_Exercise directions_. Transcribe word for word the stretch of the excerpt on slow test runtimes from "So, now we need" through "the same results.".

_Excerpt_.
+ + + + + + +
So, now we need to determine why the tests are running so slowly.
I wanted to rule out the possibility that the slow tests were making actual HTTP requests over the internet due to some mocking failure, so I ran all the tests with no internet connection, with the same results.
Here are the runtimes for all the tests with runtime >= 1 second, run from the upgrade-openapi
branch:
138.46s call tests/test_api/test_submit_job.py::test_submit_many_jobs
100.27s call tests/test_api/test_submit_job.py::test_submit_exceeds_quota
99.81s call tests/test_api/test_list_jobs.py::test_list_jobs_date_start_and_end
18.89s call tests/test_api/test_submit_job.py::test_submit_good_autorift_granule_names
16.97s call tests/test_api/test_list_jobs.py::test_list_jobs_subscription_id
13.62s call tests/test_api/test_submit_job.py::test_submit_good_rtc_granule_names
8.92s call tests/test_api/test_submit_job.py::test_submit_multiple_job_types
8.63s call tests/test_api/test_submit_job.py::test_submit_mixed_job_parameters
8.17s call tests/test_dynamo/test_jobs.py::test_put_jobs_priority_overflow
7.87s call tests/test_api/test_list_jobs.py::test_list_jobs_by_type
7.58s call tests/test_api/test_submit_job.py::test_float_input
5.29s call tests/test_api/test_list_jobs.py::test_list_jobs_by_user_id
5.16s call tests/test_api/test_list_jobs.py::test_list_jobs
5.00s call tests/test_api/test_list_jobs.py::test_list_jobs_by_name
4.78s call tests/test_api/test_submit_job.py::test_submit_insar_gamma
4.54s call tests/test_api/test_submit_job.py::test_submit_job_granule_does_not_exist
3.97s call tests/test_api/test_submit_job.py::test_submit_job_without_name
3.90s call tests/test_api/test_submit_job.py::test_submit_one_job
2.61s call tests/test_api/test_list_jobs.py::test_list_jobs_by_status
2.41s call tests/test_api/test_get_job_by_id.py::test_get_job_by_id
2.41s call tests/test_api/test_submit_job.py::test_submit_autorift
1.54s call tests/test_api/test_submit_job.py::test_submit_validate_only
And here's the same for the tests run from develop
(with the older package versions):
16.26s call tests/test_dynamo/test_jobs.py::test_put_jobs_priority_overflow
1.99s call tests/test_api/test_validation.py::test_validate_jobs
1.57s call tests/test_api/test_submit_job.py::test_submit_many_jobs
So most tests are running much more slowly.
+ + + + + + +
_Entries shown_.
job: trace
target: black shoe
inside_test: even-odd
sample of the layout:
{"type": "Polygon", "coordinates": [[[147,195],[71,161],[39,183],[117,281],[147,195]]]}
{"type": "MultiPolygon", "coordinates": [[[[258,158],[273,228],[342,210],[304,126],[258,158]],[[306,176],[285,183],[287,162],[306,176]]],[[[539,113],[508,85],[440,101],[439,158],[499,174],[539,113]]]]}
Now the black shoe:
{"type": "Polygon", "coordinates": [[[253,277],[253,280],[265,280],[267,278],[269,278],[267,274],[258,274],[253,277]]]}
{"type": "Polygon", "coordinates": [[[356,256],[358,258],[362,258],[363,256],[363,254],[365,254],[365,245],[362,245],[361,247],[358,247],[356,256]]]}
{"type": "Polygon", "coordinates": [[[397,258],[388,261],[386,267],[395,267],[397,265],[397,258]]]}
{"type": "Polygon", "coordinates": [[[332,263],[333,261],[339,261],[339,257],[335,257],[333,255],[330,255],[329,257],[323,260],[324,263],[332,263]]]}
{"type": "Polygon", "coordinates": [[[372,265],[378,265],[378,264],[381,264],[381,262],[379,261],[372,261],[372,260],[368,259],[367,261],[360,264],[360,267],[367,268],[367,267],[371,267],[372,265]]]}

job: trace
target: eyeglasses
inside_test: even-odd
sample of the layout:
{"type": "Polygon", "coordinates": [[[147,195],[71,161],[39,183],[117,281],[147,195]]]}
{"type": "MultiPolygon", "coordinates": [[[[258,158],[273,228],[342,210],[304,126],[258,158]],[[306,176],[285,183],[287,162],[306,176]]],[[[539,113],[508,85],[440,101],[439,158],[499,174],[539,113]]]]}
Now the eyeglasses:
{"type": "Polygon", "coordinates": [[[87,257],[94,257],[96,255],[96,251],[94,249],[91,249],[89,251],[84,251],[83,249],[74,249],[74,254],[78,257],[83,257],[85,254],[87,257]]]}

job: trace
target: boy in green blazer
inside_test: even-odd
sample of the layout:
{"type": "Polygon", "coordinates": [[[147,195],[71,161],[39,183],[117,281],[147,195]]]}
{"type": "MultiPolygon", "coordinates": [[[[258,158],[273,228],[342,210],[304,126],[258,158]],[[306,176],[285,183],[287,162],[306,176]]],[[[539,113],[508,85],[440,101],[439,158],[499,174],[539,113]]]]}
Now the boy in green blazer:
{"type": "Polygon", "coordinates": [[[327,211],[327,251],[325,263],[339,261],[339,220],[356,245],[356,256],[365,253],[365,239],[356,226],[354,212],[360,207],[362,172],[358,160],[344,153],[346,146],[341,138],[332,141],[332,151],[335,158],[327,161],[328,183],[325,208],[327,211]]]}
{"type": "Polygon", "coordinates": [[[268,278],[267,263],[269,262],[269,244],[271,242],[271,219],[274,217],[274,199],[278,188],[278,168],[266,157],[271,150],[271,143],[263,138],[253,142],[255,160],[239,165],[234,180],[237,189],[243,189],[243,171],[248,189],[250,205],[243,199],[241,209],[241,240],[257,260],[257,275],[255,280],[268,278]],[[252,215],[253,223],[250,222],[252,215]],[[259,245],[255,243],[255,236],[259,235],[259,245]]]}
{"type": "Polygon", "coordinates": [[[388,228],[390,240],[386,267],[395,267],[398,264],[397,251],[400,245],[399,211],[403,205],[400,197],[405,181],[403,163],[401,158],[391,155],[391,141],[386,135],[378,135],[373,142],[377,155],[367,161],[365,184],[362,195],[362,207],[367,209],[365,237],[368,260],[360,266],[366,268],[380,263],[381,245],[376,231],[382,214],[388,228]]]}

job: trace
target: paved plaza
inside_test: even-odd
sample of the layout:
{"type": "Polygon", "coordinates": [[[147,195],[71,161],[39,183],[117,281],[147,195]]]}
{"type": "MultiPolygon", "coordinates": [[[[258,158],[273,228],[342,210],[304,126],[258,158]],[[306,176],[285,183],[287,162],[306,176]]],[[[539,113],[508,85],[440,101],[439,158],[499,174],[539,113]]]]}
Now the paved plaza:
+ + + + + + +
_Expected answer_.
So, now we need to determine why the tests are running so slowly.
I wanted to rule out the possibility that the slow tests were making actual HTTP requests over the internet due to some mocking failure, so I ran all the tests with no internet connection, with the same results.